◆ **WHAT IS NEEDED**: Copy out every line of the items below word for word, leaving out the pictures.

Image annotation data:
====
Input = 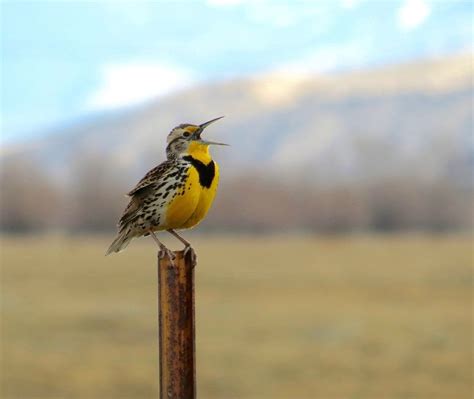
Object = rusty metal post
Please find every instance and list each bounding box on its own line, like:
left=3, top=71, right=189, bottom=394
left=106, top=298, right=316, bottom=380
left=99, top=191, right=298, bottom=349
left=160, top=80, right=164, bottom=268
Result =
left=158, top=251, right=196, bottom=399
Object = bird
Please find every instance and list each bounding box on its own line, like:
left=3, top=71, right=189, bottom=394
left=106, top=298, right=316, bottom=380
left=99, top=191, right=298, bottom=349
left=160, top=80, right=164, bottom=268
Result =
left=106, top=116, right=228, bottom=262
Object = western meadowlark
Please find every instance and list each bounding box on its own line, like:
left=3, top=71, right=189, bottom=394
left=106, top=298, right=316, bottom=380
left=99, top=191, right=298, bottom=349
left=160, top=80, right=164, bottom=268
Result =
left=106, top=116, right=227, bottom=259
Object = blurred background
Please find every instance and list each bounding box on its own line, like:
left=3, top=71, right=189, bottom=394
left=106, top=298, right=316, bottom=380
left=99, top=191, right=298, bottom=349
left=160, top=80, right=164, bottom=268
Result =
left=0, top=0, right=474, bottom=399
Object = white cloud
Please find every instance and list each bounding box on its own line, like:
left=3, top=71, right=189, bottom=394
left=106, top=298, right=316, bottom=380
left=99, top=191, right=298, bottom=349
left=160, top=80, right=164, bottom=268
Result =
left=270, top=40, right=372, bottom=76
left=397, top=0, right=431, bottom=31
left=341, top=0, right=360, bottom=10
left=86, top=61, right=194, bottom=109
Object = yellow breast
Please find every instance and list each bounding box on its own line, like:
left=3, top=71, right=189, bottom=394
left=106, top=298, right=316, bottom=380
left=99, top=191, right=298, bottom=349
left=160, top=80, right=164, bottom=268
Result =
left=180, top=162, right=219, bottom=229
left=163, top=168, right=202, bottom=229
left=164, top=143, right=219, bottom=229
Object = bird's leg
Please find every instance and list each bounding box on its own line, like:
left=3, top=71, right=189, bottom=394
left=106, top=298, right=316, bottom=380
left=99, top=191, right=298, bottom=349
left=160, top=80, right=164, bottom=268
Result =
left=150, top=230, right=176, bottom=263
left=166, top=229, right=197, bottom=266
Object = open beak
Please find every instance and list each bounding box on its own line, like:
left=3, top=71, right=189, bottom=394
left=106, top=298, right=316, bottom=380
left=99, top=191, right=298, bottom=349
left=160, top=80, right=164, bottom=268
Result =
left=198, top=116, right=229, bottom=145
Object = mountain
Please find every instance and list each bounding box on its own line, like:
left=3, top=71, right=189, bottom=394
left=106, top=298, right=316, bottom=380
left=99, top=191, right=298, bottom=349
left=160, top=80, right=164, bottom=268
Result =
left=2, top=54, right=474, bottom=233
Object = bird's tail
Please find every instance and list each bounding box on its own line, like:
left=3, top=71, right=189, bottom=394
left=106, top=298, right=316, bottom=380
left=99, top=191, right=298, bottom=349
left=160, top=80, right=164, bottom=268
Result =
left=105, top=227, right=134, bottom=256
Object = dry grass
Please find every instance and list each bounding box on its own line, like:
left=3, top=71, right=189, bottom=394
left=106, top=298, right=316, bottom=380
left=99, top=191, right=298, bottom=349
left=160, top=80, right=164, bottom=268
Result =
left=1, top=236, right=472, bottom=399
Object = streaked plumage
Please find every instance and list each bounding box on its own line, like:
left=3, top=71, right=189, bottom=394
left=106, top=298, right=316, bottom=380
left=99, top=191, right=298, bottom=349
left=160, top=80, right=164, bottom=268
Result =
left=107, top=118, right=225, bottom=255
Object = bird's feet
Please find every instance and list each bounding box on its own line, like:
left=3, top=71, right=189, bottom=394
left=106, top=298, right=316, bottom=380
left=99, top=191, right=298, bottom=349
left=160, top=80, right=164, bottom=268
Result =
left=158, top=244, right=176, bottom=266
left=184, top=244, right=197, bottom=267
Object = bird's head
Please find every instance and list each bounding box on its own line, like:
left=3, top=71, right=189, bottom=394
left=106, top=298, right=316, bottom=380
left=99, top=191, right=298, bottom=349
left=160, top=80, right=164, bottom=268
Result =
====
◆ **FULL ANSWER**:
Input = 
Object = rusty metal post
Please find every instance and list each bounding box on its own line, like:
left=3, top=71, right=189, bottom=394
left=106, top=298, right=316, bottom=380
left=99, top=191, right=298, bottom=349
left=160, top=80, right=164, bottom=268
Result =
left=158, top=251, right=196, bottom=399
Object = bird
Please find every instance and list each bounding box on its own line, like:
left=3, top=71, right=189, bottom=394
left=106, top=298, right=316, bottom=380
left=99, top=191, right=298, bottom=349
left=160, top=80, right=164, bottom=268
Result =
left=106, top=116, right=228, bottom=262
Object = western meadowlark
Please find every instance and list each bounding box on its own line, like:
left=3, top=71, right=189, bottom=394
left=106, top=298, right=316, bottom=380
left=99, top=191, right=298, bottom=349
left=160, top=80, right=164, bottom=268
Result =
left=106, top=116, right=227, bottom=259
Object = blurred background
Please find every instance and list each bounding box on its own line, like:
left=3, top=71, right=189, bottom=394
left=106, top=298, right=316, bottom=380
left=99, top=191, right=298, bottom=349
left=160, top=80, right=164, bottom=268
Result =
left=0, top=0, right=474, bottom=399
Object = white cloud
Please find every instance and list each bounding box on its own line, like:
left=3, top=71, right=189, bottom=394
left=106, top=298, right=316, bottom=380
left=99, top=191, right=298, bottom=349
left=160, top=80, right=164, bottom=268
Result =
left=270, top=40, right=372, bottom=76
left=397, top=0, right=431, bottom=31
left=341, top=0, right=360, bottom=10
left=86, top=61, right=194, bottom=109
Object = yellow breast
Please find every instance and list each bounding box on its own line, like:
left=3, top=71, right=189, bottom=394
left=106, top=298, right=316, bottom=380
left=99, top=191, right=298, bottom=349
left=160, top=80, right=164, bottom=268
Result =
left=180, top=162, right=219, bottom=229
left=163, top=168, right=202, bottom=229
left=164, top=143, right=219, bottom=229
Object = bird's leg
Please find every instance and list each bounding box on its own line, like:
left=3, top=71, right=189, bottom=394
left=106, top=298, right=316, bottom=380
left=99, top=191, right=298, bottom=349
left=160, top=80, right=164, bottom=268
Result =
left=150, top=230, right=176, bottom=263
left=166, top=229, right=197, bottom=266
Object = open beak
Please find every instance and list each bounding box on its own line, like:
left=3, top=71, right=189, bottom=394
left=106, top=298, right=316, bottom=380
left=99, top=191, right=298, bottom=349
left=160, top=80, right=164, bottom=268
Result =
left=198, top=116, right=229, bottom=145
Object = mountain
Please find every instance and list each bounding box on its own line, like:
left=3, top=71, right=189, bottom=394
left=106, top=298, right=316, bottom=380
left=99, top=191, right=298, bottom=349
left=160, top=80, right=164, bottom=268
Result =
left=2, top=54, right=474, bottom=233
Object = bird's tail
Please find every instance and list each bounding box on its own line, like:
left=3, top=71, right=189, bottom=394
left=106, top=298, right=316, bottom=380
left=99, top=191, right=298, bottom=349
left=160, top=80, right=164, bottom=268
Result =
left=105, top=227, right=134, bottom=256
Object = dry grass
Please find every instance and list each bounding box on its own line, like:
left=3, top=71, right=189, bottom=394
left=106, top=298, right=316, bottom=380
left=99, top=191, right=298, bottom=349
left=160, top=80, right=164, bottom=268
Result =
left=1, top=236, right=472, bottom=399
Object = streaked plumage
Please find every instance and list each bounding box on its own line, like:
left=3, top=71, right=189, bottom=394
left=106, top=298, right=316, bottom=380
left=99, top=191, right=298, bottom=349
left=160, top=80, right=164, bottom=268
Result =
left=107, top=118, right=225, bottom=255
Object = bird's feet
Please find every instance and list each bounding box on its own line, like:
left=3, top=71, right=189, bottom=394
left=106, top=298, right=316, bottom=380
left=99, top=191, right=298, bottom=349
left=160, top=80, right=164, bottom=268
Result =
left=158, top=244, right=176, bottom=266
left=184, top=244, right=197, bottom=267
Object = bird's head
Please find every instance and list each bounding box on its own line, like:
left=3, top=71, right=189, bottom=394
left=106, top=298, right=316, bottom=380
left=99, top=191, right=298, bottom=349
left=160, top=80, right=164, bottom=268
Result =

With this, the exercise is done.